» **Passage**
>>>
For climate change experts, the question isn’t whether there will be consequences when it comes to climate change but how to prepare today for the range of potential consequences emerging from the climate crisis.

The urgent need to ramp up this preparatory work has been heightened in a newly released report by the Intergovernmental Panel on Climate Change (IPCC).

The recent “AR6 Synthesis Report: Climate Change 2023” provides an in-depth view of the observed and projected changes in our climate system, impacts to sectors and communities across the world, and an outlook on strategies for governments and corporations to combat emissions and bolster their resilience to extreme weather events and chronic stressors, such as prolonged heat waves and water shortages. This synthesis report summarizes the findings of the IPCC’s Sixth Assessment Report, which were previously released in three installments.

In this synthesis report, the IPCC — the preeminent body of international experts on climate change — underscore the urgent need for the immediate and unprecedented dedication of resources and investments to curb emissions and invest in resilience strategies.

Maya Buchanan, Ph. D., a climate scientist and adaptation expert at WSP USA and an IPCC author, said the findings of the research “clearly demonstrate the need for interdisciplinary perspectives to embed climate risk considerations into everyday operations, planning and investment decisions.”

Buchanan’s contributions were showcased in the IPCC Sixth Assessment Report Summary for Policymakers, which demonstrates the magnitude by which risks to coastal geographies increase with sea level rise and resource constraints.

“The report provides robust evidence of observed warming and documents how every increment of warming rapidly escalates hazards,” Buchanan said. “For example, due to sea level rise, current one-in-100-year extreme sea level events are projected to occur at least annually in more than half of all tide gauge [a mechanical device for recording water level] locations this century, even if global emissions are significantly curbed.

“The release of this report will likely further mobilize growing voluntary and regulatory interest in mitigating warming and mainstreaming climate considerations into business operations, strategy, and investment,” she added.

Dangers and Risks of Climate Change

The new IPCC synthesis report emphasizes both the value and urgency of adopting a low-carbon climate-resilient transition strategy for states, communities, and companies in the U.S. and around the world.
<<<
[Point annotation dataset records]
>>>
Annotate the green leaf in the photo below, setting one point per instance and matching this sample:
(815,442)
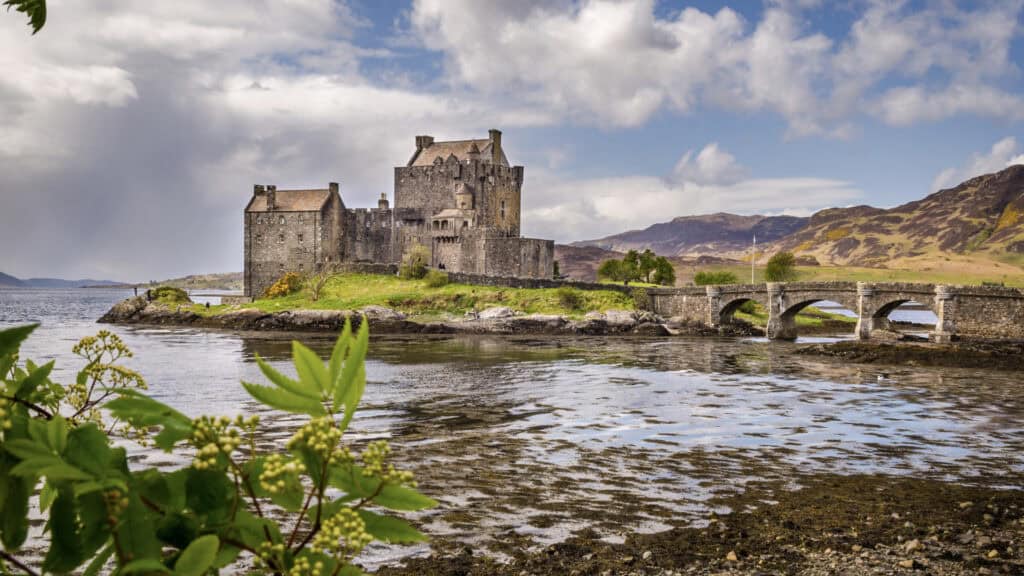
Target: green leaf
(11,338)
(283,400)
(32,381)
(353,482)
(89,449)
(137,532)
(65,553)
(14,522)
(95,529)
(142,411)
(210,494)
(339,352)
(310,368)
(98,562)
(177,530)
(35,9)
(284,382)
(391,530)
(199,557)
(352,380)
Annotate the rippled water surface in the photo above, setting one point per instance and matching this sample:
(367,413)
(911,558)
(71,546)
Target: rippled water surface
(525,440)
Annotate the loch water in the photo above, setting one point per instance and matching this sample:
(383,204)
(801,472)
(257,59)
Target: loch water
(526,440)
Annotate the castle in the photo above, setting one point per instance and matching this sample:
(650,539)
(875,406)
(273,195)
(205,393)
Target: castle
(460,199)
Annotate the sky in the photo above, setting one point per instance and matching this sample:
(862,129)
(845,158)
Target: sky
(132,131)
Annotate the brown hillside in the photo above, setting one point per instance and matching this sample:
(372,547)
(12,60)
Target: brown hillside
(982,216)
<<<
>>>
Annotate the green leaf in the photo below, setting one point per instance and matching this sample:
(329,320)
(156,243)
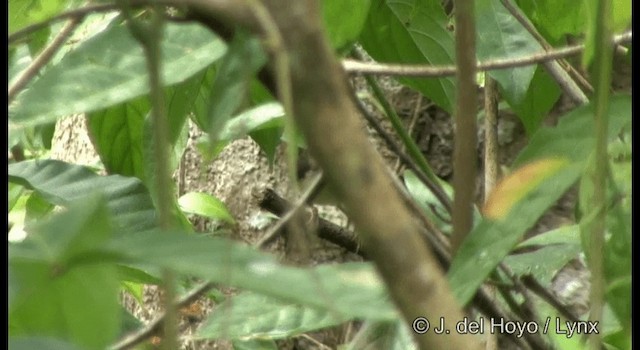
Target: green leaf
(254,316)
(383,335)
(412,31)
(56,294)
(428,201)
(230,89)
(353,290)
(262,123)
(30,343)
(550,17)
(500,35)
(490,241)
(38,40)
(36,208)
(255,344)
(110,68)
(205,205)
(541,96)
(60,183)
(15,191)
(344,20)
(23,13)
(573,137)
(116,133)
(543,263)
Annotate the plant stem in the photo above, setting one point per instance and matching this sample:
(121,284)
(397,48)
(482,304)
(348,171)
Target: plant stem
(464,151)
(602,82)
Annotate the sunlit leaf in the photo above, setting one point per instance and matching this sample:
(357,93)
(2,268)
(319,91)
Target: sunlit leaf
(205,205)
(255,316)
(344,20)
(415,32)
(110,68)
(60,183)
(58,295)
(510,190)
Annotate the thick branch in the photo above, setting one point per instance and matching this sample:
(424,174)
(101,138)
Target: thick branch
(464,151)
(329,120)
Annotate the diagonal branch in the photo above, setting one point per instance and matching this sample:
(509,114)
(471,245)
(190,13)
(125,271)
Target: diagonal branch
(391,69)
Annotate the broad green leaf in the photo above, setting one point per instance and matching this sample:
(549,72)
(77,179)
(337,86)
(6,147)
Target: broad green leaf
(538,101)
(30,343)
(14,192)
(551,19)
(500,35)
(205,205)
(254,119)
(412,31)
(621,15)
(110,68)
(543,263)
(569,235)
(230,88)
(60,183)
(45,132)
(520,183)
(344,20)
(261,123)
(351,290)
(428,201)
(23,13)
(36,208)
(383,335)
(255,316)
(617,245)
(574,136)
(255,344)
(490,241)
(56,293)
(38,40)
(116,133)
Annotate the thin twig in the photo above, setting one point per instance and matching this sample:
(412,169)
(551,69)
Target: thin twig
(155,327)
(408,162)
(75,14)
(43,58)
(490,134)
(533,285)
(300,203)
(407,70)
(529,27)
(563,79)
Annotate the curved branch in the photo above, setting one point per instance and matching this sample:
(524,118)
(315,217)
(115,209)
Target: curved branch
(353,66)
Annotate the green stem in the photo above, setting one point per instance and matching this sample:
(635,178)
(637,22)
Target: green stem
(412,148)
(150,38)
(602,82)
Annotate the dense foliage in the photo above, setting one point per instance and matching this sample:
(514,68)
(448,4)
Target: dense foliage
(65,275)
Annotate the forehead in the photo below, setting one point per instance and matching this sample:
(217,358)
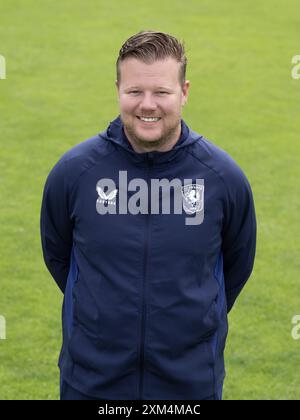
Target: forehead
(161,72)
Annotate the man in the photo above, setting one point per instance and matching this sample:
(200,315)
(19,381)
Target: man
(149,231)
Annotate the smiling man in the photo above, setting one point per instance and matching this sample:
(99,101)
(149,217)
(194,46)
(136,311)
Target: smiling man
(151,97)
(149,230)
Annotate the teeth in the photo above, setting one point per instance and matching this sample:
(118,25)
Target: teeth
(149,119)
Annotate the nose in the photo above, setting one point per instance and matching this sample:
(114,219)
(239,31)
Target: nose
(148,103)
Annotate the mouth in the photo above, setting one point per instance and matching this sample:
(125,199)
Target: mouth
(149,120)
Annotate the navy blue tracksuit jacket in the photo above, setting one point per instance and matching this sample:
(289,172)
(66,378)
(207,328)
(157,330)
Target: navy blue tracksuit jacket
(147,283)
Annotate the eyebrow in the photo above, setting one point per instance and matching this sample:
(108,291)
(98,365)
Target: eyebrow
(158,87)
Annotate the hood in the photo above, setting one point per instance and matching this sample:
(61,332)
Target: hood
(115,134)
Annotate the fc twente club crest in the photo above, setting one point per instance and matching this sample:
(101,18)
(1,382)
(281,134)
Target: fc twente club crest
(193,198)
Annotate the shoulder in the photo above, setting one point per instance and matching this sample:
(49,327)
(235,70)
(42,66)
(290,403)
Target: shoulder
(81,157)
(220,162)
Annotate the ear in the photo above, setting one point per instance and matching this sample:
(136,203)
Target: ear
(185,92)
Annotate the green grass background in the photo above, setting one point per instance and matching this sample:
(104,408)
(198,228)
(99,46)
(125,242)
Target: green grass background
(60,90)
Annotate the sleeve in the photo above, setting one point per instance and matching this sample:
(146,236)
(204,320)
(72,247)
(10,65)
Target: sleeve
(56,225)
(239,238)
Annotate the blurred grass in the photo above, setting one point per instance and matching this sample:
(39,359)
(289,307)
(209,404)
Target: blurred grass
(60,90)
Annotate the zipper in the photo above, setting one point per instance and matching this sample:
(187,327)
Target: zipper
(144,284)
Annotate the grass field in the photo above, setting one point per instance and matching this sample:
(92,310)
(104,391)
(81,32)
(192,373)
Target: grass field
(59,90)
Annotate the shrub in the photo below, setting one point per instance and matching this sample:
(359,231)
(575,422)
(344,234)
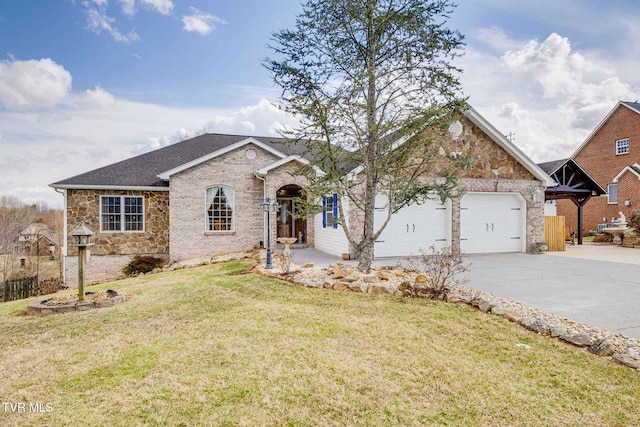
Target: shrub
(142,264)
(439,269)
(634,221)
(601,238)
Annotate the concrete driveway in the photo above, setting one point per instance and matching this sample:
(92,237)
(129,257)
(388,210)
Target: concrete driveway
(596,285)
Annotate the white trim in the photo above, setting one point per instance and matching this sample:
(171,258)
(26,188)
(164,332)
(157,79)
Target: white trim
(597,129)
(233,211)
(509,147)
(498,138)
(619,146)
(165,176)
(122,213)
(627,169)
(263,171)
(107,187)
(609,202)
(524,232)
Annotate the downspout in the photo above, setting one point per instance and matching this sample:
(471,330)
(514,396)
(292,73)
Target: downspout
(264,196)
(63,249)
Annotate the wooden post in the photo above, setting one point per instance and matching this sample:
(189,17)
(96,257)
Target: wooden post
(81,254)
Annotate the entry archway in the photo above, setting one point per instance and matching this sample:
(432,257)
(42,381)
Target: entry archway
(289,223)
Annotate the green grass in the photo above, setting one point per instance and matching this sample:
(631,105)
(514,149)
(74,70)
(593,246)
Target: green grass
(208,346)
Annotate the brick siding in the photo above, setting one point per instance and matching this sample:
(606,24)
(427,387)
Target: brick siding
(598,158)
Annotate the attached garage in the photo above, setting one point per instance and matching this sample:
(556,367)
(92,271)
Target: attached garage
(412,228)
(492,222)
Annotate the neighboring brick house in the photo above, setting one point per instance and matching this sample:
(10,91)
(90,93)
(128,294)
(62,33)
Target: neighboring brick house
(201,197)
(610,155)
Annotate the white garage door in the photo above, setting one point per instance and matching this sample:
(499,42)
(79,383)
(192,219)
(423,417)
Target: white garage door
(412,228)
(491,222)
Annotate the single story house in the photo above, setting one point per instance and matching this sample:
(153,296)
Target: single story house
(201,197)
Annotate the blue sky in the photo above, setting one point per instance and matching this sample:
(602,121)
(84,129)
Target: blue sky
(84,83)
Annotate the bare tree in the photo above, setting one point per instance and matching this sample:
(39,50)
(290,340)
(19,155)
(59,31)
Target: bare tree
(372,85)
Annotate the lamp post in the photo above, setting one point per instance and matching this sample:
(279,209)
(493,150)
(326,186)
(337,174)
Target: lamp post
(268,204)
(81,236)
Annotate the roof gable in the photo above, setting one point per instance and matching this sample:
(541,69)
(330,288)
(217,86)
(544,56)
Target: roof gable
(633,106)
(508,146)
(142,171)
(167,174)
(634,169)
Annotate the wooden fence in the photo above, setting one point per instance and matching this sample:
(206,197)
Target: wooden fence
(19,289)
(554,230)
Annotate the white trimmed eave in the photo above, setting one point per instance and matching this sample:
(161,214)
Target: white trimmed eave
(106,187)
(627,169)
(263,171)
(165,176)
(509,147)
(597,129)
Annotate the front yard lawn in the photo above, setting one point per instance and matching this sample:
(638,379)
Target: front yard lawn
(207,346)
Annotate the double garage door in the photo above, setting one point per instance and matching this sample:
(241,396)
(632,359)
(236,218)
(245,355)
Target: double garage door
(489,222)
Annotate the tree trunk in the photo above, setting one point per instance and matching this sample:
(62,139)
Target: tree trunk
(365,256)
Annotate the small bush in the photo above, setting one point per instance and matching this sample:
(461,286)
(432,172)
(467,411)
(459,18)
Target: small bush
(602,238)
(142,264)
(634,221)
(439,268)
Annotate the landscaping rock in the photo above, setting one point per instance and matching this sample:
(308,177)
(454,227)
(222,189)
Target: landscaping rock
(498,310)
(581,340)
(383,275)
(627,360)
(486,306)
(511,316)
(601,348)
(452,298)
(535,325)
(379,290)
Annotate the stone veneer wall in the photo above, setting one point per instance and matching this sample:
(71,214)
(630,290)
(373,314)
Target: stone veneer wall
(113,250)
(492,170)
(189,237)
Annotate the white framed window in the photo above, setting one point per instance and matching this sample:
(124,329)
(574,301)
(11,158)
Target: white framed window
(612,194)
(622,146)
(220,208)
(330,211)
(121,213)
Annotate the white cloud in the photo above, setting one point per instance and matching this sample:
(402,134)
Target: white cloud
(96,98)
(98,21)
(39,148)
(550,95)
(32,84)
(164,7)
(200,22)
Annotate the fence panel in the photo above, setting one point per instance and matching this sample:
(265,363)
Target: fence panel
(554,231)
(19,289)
<<<
>>>
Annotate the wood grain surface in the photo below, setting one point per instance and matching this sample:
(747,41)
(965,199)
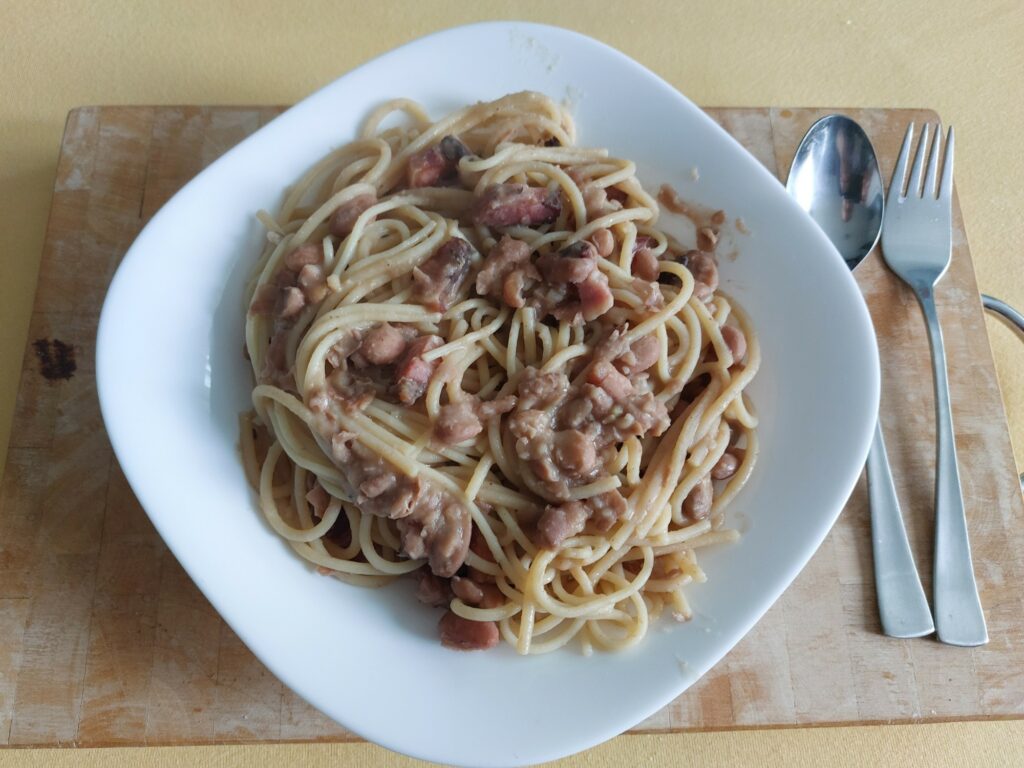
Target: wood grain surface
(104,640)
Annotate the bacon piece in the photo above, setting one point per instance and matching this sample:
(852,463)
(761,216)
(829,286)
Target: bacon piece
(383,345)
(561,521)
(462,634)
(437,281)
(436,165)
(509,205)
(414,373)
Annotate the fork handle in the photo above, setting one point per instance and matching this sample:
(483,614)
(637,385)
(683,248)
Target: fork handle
<<<
» **Task A**
According to the climate report article, into which three things did Buchanan say climate risk considerations need to be embedded?
» **Task B**
How does the climate report article describe a tide gauge?
» **Task C**
Write a continuation of the climate report article, starting after its last sentence.

» **Task response A**
Everyday operations, planning and investment decisions.

» **Task response B**
A mechanical device for recording water level.

» **Task response C**
This is due to the diverse risks associated with the increasing effects of climate change, many of which are now observable through increasingly frequent, severe weather events. Direct physical risks from climate change can be chronic, such as rising temperatures, sea level rise, and drought. They may also be acute, including extreme weather events, such as unpredictable rainfall and flooding.

According to Darius Nassiry, director of climate finance at WSP USA, this crisis affects corporations and governments through both present-day and future impacts from adverse weather events as well as through changes in policy, technology, and consumer preferences. The former are considered physical risks, while the latter are categorized as transition risks. 

“These risk factors will unfold over time and reshape how companies and governments make decisions around investment priorities,” Nassiry said. “They will also reshape how decisions are made in terms of governance, risk management, and transition plans toward lower-emissions, climate resilient models of corporate activity as well as government planning and budgeting.”

As an example, during the week of March 20 — the same week the IPCC report was released — the White House Council of Economic Advisers released a white paper on the implications of climate change on long-term budget planning in the U.S., which stated the following:

“The changing climate, and the rapid transformation of energy systems — including electricity generation as well as energy used in buildings, transportation, and industrial uses — required to mitigate climate change, will have widespread and long-lasting economic effects. These present risks and opportunities for the U.S. economy, financial system, and fiscal position, particularly if these effects are unexpected and not integrated into institutional planning.”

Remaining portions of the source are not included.